### Task
Turn the listing below, from the line containing "If you could mark the hillside" down through the line containing "<point>241,71</point>", into a JSON list of strings with one string per line. Include both end lines and leave out blank lines.

### Supplied information
○ ○ ○

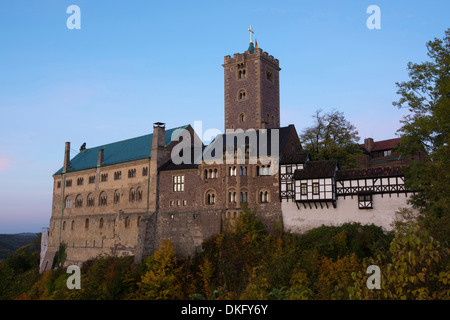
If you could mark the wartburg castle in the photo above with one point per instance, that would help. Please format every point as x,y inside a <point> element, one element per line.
<point>126,197</point>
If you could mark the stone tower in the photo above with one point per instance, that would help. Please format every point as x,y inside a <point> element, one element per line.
<point>252,90</point>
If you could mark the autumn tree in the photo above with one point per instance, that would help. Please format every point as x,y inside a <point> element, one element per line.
<point>161,280</point>
<point>426,127</point>
<point>417,268</point>
<point>332,137</point>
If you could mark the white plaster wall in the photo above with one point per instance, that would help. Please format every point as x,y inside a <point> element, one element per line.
<point>299,220</point>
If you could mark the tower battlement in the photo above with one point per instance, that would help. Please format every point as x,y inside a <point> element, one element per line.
<point>247,55</point>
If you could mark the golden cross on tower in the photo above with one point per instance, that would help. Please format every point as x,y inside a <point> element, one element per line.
<point>251,33</point>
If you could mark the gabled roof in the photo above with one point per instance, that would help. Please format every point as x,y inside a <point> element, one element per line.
<point>117,152</point>
<point>317,169</point>
<point>299,157</point>
<point>283,135</point>
<point>384,144</point>
<point>369,173</point>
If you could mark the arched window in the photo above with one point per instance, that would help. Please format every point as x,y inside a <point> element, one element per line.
<point>232,197</point>
<point>210,198</point>
<point>242,94</point>
<point>68,202</point>
<point>90,200</point>
<point>78,201</point>
<point>139,194</point>
<point>263,196</point>
<point>116,196</point>
<point>132,196</point>
<point>243,196</point>
<point>102,199</point>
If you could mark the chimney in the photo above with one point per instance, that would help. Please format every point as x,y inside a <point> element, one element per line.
<point>159,135</point>
<point>157,156</point>
<point>66,165</point>
<point>100,158</point>
<point>368,144</point>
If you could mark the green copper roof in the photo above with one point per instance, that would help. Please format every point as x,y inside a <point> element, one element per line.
<point>117,152</point>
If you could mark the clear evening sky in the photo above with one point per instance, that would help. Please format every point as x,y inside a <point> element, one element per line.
<point>136,62</point>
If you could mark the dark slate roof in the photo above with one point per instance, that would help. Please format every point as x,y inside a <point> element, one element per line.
<point>317,169</point>
<point>117,152</point>
<point>169,165</point>
<point>384,144</point>
<point>283,134</point>
<point>348,174</point>
<point>300,157</point>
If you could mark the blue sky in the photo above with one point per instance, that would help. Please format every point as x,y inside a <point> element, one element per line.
<point>134,62</point>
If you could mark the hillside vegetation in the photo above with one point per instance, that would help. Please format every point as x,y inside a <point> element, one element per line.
<point>250,263</point>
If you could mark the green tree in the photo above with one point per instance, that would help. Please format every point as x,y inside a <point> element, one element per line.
<point>161,280</point>
<point>427,97</point>
<point>332,137</point>
<point>418,268</point>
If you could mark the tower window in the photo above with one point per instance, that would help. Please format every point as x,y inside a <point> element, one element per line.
<point>68,202</point>
<point>78,201</point>
<point>242,94</point>
<point>116,196</point>
<point>210,198</point>
<point>102,200</point>
<point>315,188</point>
<point>132,173</point>
<point>178,183</point>
<point>90,200</point>
<point>241,71</point>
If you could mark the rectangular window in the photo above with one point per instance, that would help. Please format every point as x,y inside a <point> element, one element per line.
<point>316,188</point>
<point>304,189</point>
<point>365,201</point>
<point>178,183</point>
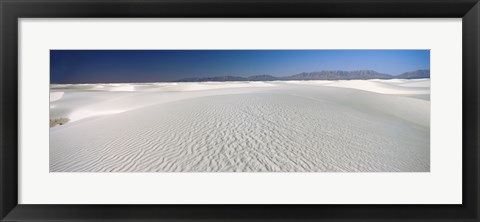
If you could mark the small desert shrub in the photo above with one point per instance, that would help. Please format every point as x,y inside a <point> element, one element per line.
<point>58,121</point>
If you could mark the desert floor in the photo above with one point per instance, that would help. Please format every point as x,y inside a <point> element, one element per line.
<point>278,126</point>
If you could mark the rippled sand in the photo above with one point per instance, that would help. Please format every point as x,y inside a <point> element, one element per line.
<point>297,126</point>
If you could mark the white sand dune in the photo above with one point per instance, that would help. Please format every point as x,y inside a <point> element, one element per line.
<point>294,126</point>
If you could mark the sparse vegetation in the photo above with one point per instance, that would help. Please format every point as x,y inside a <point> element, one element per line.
<point>58,121</point>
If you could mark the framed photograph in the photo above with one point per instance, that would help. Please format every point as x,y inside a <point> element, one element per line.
<point>239,111</point>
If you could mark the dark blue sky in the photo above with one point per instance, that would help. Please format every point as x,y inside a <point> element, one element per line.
<point>112,66</point>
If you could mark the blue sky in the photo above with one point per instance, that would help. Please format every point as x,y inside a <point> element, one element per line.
<point>110,66</point>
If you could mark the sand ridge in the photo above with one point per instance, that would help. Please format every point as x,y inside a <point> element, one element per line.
<point>297,126</point>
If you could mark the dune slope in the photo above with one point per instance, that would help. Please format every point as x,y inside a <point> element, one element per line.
<point>280,128</point>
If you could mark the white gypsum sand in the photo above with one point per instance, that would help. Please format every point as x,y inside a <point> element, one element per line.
<point>278,126</point>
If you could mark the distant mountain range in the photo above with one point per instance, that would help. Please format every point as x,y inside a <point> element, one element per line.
<point>321,75</point>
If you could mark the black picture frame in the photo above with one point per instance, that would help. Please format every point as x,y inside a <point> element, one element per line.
<point>12,10</point>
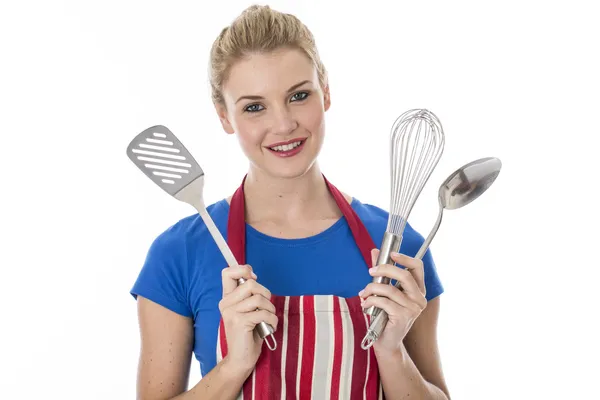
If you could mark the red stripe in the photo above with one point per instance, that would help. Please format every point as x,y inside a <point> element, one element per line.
<point>360,356</point>
<point>373,377</point>
<point>338,350</point>
<point>308,347</point>
<point>268,387</point>
<point>291,364</point>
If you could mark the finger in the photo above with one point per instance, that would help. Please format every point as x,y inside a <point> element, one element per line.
<point>256,317</point>
<point>253,303</point>
<point>374,256</point>
<point>391,307</point>
<point>230,276</point>
<point>414,303</point>
<point>403,276</point>
<point>244,291</point>
<point>414,265</point>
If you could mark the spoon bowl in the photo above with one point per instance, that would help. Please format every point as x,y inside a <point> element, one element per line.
<point>468,182</point>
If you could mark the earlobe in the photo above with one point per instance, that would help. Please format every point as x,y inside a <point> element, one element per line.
<point>222,113</point>
<point>326,98</point>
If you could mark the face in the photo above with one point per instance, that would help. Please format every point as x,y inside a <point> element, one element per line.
<point>276,106</point>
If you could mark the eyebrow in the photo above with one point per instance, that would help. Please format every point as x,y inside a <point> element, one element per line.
<point>291,89</point>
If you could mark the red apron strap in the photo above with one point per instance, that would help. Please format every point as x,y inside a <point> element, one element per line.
<point>236,224</point>
<point>363,239</point>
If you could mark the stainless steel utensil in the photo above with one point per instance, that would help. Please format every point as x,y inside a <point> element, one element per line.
<point>462,187</point>
<point>162,157</point>
<point>417,143</point>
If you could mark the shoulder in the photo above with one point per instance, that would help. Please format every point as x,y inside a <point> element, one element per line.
<point>192,228</point>
<point>375,220</point>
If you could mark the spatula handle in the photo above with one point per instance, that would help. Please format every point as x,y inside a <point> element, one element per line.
<point>263,329</point>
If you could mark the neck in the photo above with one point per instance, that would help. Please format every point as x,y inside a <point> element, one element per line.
<point>288,199</point>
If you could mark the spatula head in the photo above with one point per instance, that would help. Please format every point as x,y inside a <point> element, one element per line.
<point>161,156</point>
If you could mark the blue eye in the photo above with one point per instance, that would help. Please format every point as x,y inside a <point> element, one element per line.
<point>253,108</point>
<point>300,96</point>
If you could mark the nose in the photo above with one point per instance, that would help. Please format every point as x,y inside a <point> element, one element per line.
<point>284,122</point>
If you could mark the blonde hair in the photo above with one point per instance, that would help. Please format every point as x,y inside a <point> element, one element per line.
<point>259,29</point>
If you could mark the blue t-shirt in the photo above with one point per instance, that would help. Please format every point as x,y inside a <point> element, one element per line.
<point>182,270</point>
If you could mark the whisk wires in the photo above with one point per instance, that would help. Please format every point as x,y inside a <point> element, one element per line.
<point>417,143</point>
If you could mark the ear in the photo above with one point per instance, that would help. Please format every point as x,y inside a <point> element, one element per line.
<point>224,118</point>
<point>326,97</point>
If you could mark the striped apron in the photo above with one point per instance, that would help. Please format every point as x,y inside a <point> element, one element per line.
<point>318,354</point>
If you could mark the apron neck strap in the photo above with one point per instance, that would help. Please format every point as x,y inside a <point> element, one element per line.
<point>236,224</point>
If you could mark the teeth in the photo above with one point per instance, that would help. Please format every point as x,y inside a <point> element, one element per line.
<point>286,147</point>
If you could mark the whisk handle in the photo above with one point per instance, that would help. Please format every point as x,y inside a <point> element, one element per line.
<point>391,243</point>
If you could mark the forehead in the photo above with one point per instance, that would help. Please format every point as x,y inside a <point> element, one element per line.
<point>262,74</point>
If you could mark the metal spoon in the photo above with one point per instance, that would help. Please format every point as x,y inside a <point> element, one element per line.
<point>459,189</point>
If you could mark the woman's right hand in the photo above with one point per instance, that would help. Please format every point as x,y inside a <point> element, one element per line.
<point>242,308</point>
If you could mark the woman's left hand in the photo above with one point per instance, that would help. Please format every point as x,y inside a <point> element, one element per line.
<point>403,305</point>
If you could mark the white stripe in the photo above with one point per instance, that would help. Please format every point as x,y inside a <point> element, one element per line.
<point>284,345</point>
<point>348,351</point>
<point>368,361</point>
<point>300,343</point>
<point>323,361</point>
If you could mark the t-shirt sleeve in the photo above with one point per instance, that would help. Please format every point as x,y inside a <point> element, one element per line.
<point>433,283</point>
<point>163,276</point>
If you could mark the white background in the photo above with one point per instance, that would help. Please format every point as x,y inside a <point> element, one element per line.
<point>514,79</point>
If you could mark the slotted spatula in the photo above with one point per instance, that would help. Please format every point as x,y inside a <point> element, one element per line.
<point>163,158</point>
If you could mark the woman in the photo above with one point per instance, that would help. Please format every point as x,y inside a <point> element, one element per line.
<point>305,248</point>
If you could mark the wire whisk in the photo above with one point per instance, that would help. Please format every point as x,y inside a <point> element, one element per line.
<point>416,146</point>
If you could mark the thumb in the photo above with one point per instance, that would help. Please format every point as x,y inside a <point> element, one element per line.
<point>374,255</point>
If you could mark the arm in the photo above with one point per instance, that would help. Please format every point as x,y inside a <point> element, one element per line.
<point>414,371</point>
<point>165,356</point>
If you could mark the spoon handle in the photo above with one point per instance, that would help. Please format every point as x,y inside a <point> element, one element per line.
<point>432,234</point>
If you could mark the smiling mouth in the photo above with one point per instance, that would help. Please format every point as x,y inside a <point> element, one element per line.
<point>287,147</point>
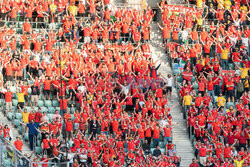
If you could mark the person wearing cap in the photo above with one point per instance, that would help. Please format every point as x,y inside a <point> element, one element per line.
<point>18,143</point>
<point>187,100</point>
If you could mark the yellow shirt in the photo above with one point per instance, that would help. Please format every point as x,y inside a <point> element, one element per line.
<point>73,10</point>
<point>187,100</point>
<point>244,72</point>
<point>227,4</point>
<point>224,54</point>
<point>221,101</point>
<point>220,4</point>
<point>199,3</point>
<point>25,117</point>
<point>199,21</point>
<point>228,110</point>
<point>243,8</point>
<point>53,8</point>
<point>20,97</point>
<point>143,4</point>
<point>246,84</point>
<point>238,163</point>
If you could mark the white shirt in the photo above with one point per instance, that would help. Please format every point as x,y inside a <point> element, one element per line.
<point>169,81</point>
<point>184,34</point>
<point>81,88</point>
<point>244,41</point>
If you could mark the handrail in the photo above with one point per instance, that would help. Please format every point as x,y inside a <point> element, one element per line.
<point>17,156</point>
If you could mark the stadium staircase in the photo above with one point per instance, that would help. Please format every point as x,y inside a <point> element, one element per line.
<point>180,133</point>
<point>15,131</point>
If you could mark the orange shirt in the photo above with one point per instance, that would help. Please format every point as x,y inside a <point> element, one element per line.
<point>8,96</point>
<point>18,144</point>
<point>156,133</point>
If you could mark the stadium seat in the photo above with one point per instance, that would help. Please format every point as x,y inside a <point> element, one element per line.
<point>48,103</point>
<point>230,104</point>
<point>55,103</point>
<point>16,122</point>
<point>10,116</point>
<point>40,103</point>
<point>44,109</point>
<point>2,101</point>
<point>26,136</point>
<point>179,79</point>
<point>28,108</point>
<point>29,91</point>
<point>50,116</point>
<point>51,110</point>
<point>196,86</point>
<point>7,162</point>
<point>19,116</point>
<point>14,102</point>
<point>38,150</point>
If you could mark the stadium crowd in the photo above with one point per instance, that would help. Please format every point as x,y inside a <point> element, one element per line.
<point>79,77</point>
<point>208,48</point>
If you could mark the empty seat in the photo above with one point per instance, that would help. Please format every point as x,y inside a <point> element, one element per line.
<point>55,103</point>
<point>48,103</point>
<point>51,110</point>
<point>40,103</point>
<point>19,116</point>
<point>14,102</point>
<point>44,109</point>
<point>38,150</point>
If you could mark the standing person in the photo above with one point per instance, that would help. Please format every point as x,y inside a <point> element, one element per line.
<point>32,130</point>
<point>18,143</point>
<point>8,100</point>
<point>187,100</point>
<point>169,81</point>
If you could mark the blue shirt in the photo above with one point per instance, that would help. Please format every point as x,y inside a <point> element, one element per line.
<point>32,128</point>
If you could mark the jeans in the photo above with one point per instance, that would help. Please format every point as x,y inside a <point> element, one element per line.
<point>224,64</point>
<point>155,142</point>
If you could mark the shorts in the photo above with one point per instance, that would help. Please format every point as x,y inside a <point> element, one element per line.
<point>8,105</point>
<point>86,39</point>
<point>26,98</point>
<point>9,78</point>
<point>46,92</point>
<point>169,89</point>
<point>34,98</point>
<point>21,104</point>
<point>20,78</point>
<point>230,93</point>
<point>76,126</point>
<point>72,92</point>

○ ○ ○

### Result of the exercise
[
  "If you could mark the hillside vegetation in the photo above with one point per instance, that would help. Please format every point as x,y inside a <point> element, one element per line.",
  "<point>250,263</point>",
  "If you could mark the green tree in the photo above with one point per instance, that would help. Please format every point as x,y inside a <point> element, one element per line.",
  "<point>161,280</point>",
  "<point>427,97</point>",
  "<point>332,137</point>",
  "<point>418,268</point>",
  "If you could mark the tower window in the photo above with one point per instance, that would help. Please format every point as x,y inside a <point> element, one element per line.",
  "<point>68,202</point>",
  "<point>78,201</point>",
  "<point>242,94</point>",
  "<point>116,196</point>",
  "<point>210,198</point>",
  "<point>102,200</point>",
  "<point>315,188</point>",
  "<point>132,173</point>",
  "<point>178,183</point>",
  "<point>90,200</point>",
  "<point>241,71</point>"
]